INSTRUCTIONS TO FOLLOW
Please find every line in the items below that contains the string "faucet" and copy each one. Case counts.

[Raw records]
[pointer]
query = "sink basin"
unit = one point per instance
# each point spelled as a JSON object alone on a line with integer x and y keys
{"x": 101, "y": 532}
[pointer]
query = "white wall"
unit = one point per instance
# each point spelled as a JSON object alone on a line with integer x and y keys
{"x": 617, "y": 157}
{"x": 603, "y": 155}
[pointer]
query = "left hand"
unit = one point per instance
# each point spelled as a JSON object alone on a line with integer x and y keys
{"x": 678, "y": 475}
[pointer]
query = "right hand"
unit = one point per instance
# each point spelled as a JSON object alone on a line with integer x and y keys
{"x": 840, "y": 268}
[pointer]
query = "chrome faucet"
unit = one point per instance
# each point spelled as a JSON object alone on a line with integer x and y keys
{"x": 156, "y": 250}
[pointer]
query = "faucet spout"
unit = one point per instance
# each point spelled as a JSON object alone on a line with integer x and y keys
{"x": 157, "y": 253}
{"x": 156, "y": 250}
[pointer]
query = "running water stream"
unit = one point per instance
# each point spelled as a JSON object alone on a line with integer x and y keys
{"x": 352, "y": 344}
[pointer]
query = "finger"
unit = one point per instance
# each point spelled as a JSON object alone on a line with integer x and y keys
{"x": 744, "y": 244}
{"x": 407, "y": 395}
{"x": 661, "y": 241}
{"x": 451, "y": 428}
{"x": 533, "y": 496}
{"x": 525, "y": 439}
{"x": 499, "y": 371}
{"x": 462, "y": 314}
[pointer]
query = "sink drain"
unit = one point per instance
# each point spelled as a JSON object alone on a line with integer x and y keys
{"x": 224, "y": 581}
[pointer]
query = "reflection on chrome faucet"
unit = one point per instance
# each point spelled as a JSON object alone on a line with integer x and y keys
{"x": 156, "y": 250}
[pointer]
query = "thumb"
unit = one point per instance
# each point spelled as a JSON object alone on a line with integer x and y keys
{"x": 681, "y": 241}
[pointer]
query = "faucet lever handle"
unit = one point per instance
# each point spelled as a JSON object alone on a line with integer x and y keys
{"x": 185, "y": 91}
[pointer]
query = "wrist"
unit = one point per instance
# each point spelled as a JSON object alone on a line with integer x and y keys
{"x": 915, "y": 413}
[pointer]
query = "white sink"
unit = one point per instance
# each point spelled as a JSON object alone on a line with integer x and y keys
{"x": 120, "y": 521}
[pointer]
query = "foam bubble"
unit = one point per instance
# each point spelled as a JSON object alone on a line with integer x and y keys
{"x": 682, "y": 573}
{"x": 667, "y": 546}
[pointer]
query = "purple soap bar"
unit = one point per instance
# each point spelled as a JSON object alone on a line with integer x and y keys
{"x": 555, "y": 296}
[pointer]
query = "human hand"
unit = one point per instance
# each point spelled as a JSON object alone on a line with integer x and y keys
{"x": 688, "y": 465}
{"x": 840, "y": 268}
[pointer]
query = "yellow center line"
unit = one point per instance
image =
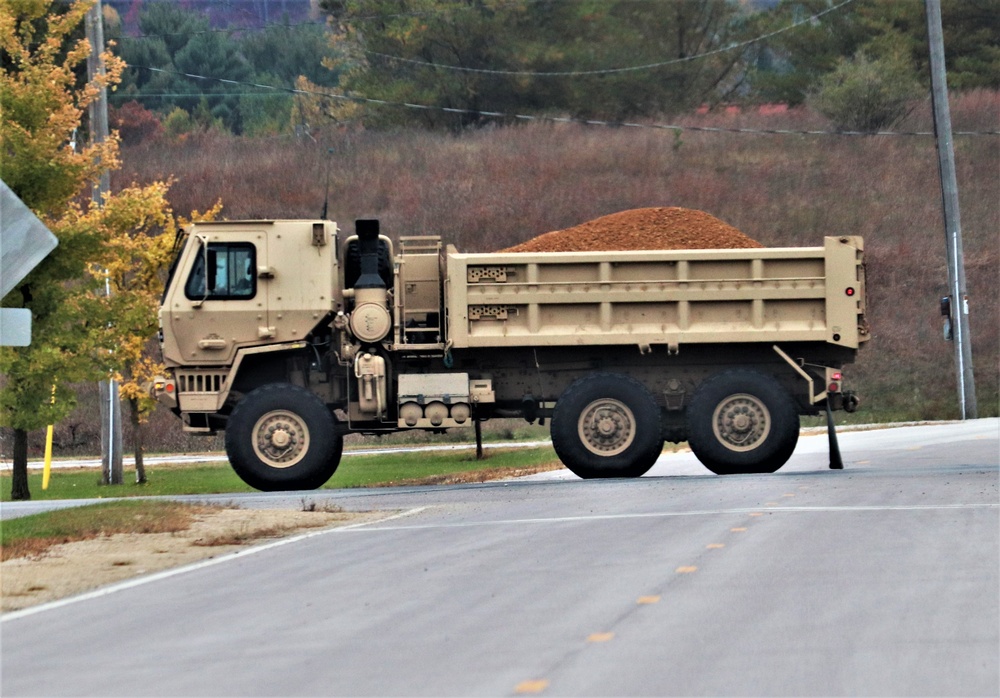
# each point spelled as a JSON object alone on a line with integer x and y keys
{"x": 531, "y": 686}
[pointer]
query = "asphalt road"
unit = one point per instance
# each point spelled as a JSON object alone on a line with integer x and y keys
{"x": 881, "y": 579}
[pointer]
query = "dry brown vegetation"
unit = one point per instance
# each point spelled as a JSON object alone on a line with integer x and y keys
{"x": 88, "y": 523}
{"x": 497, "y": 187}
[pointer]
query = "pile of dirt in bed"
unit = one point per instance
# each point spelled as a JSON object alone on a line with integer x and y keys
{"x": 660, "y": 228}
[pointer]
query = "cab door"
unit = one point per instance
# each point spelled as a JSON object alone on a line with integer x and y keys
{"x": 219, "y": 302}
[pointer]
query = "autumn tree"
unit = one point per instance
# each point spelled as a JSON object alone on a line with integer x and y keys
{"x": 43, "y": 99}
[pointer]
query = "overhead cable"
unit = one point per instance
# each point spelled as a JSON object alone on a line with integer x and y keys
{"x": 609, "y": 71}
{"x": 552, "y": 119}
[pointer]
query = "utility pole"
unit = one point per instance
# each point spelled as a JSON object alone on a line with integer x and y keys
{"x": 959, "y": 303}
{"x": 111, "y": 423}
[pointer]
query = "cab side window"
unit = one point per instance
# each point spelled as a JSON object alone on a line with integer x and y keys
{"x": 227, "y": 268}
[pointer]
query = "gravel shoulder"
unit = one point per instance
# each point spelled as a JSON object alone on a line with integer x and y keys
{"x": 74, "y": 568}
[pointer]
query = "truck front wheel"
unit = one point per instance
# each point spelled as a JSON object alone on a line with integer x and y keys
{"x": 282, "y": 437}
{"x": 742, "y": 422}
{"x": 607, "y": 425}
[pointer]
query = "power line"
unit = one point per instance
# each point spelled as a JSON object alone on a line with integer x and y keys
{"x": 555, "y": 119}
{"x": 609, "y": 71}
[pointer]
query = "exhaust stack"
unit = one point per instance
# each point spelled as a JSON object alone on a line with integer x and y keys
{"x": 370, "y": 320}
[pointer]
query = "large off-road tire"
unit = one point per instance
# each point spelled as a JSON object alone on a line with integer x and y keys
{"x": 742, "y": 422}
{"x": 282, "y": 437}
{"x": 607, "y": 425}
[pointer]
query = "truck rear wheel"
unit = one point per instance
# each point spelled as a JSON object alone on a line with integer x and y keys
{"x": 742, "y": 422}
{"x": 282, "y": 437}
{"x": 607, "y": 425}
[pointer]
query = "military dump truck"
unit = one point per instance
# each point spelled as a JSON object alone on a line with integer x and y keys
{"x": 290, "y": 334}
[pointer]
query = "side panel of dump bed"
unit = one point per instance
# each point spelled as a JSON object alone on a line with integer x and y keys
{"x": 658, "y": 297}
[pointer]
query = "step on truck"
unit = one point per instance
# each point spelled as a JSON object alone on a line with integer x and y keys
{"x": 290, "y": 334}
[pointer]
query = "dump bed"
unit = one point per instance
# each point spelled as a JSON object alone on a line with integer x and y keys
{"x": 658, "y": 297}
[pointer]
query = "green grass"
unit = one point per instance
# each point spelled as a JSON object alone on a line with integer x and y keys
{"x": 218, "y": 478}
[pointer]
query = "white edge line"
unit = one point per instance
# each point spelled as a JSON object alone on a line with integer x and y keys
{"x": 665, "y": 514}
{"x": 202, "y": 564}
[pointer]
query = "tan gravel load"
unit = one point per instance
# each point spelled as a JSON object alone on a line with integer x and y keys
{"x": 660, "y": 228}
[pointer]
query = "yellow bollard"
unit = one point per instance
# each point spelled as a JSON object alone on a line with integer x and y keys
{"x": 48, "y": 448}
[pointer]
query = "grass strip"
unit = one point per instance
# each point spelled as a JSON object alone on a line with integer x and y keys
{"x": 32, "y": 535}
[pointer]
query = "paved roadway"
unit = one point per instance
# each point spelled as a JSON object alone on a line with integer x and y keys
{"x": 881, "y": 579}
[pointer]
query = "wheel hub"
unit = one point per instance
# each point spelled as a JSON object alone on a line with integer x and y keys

--

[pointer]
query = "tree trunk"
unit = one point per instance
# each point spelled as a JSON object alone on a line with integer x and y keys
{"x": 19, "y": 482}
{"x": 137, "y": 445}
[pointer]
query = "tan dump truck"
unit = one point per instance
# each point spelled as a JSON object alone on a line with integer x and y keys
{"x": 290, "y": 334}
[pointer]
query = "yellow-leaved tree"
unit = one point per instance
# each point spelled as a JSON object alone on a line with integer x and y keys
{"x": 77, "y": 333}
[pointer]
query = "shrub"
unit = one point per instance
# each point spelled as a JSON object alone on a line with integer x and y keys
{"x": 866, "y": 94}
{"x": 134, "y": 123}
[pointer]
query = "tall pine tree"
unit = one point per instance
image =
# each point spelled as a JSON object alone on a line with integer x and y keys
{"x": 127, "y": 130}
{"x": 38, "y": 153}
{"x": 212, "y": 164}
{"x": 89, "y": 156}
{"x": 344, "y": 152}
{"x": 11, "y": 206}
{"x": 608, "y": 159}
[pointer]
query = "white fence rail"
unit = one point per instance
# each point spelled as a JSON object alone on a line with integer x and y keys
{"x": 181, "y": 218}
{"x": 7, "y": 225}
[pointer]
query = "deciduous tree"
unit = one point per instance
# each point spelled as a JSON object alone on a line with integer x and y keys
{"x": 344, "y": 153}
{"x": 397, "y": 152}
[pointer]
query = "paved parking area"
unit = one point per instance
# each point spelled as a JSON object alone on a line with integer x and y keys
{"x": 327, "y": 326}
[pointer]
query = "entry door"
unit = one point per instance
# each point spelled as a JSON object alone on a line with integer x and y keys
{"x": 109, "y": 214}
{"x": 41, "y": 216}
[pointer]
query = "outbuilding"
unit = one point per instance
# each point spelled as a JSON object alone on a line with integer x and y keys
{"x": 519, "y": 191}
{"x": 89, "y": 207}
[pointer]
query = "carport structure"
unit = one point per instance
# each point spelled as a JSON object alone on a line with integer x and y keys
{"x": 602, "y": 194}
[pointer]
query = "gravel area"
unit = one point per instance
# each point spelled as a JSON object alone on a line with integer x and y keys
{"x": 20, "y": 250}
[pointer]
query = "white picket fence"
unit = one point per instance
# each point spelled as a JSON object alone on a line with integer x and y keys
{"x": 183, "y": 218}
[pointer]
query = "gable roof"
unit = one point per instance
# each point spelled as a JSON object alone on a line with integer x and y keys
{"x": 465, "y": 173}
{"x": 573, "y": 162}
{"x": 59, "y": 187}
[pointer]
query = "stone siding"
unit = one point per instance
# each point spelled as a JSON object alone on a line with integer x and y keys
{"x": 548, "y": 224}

* * *

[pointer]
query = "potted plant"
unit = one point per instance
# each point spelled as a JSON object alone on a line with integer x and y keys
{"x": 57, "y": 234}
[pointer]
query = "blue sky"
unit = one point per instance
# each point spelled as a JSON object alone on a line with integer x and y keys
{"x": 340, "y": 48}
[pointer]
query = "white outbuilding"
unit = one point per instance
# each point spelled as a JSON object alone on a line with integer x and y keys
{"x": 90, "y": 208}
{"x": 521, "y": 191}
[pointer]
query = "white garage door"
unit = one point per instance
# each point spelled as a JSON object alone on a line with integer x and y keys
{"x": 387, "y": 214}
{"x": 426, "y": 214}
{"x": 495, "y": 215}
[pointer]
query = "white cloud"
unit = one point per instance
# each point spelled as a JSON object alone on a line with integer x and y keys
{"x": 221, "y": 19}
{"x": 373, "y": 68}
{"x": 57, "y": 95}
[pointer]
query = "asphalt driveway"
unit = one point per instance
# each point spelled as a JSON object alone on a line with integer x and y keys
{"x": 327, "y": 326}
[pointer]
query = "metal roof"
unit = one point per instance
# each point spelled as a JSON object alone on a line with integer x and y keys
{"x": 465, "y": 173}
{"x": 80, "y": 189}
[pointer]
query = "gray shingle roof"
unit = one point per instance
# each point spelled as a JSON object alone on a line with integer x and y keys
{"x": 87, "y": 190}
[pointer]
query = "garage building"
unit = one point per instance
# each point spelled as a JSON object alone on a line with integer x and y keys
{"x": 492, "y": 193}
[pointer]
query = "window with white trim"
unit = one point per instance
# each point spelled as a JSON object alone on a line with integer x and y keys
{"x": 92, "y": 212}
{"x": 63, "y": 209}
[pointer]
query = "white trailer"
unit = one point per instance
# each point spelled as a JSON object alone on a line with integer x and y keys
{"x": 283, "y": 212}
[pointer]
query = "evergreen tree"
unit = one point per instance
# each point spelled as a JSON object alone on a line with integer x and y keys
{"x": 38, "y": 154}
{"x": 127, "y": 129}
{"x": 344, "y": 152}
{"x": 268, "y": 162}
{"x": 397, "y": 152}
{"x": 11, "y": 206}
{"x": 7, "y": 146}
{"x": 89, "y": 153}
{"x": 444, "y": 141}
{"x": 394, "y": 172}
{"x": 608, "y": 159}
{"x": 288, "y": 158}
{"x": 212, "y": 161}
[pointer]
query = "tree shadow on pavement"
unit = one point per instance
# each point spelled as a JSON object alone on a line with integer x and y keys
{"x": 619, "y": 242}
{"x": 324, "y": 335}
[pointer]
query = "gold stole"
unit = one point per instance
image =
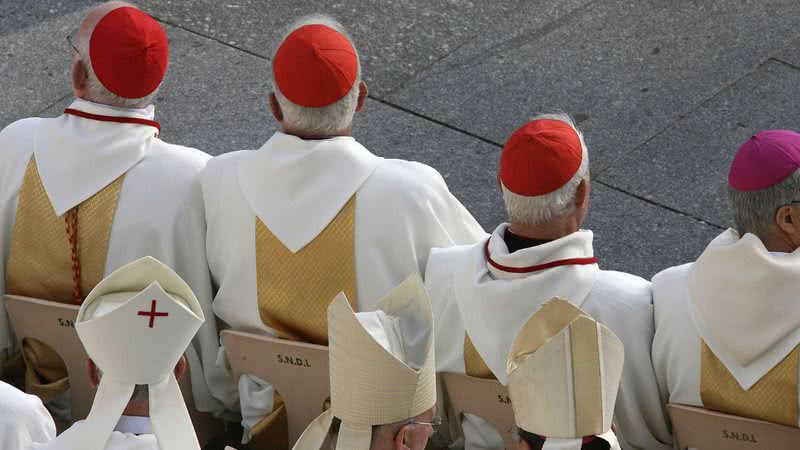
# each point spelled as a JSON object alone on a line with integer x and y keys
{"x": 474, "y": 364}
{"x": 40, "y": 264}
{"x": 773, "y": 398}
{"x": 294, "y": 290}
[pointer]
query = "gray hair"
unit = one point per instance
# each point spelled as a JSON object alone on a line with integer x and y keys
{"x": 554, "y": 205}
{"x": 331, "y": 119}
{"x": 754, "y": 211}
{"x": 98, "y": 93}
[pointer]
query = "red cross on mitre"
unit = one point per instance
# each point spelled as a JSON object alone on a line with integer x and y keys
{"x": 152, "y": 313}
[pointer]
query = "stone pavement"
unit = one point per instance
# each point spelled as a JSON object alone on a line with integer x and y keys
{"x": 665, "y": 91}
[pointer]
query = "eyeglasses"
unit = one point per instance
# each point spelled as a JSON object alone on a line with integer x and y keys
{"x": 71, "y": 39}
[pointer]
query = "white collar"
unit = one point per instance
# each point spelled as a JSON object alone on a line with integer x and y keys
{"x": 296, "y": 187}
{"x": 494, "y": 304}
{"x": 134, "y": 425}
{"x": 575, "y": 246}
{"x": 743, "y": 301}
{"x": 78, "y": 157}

SOLUTION
query = "chrome faucet"
query = "faucet spout"
query = "reflection on chrome faucet"
query = "faucet lever handle"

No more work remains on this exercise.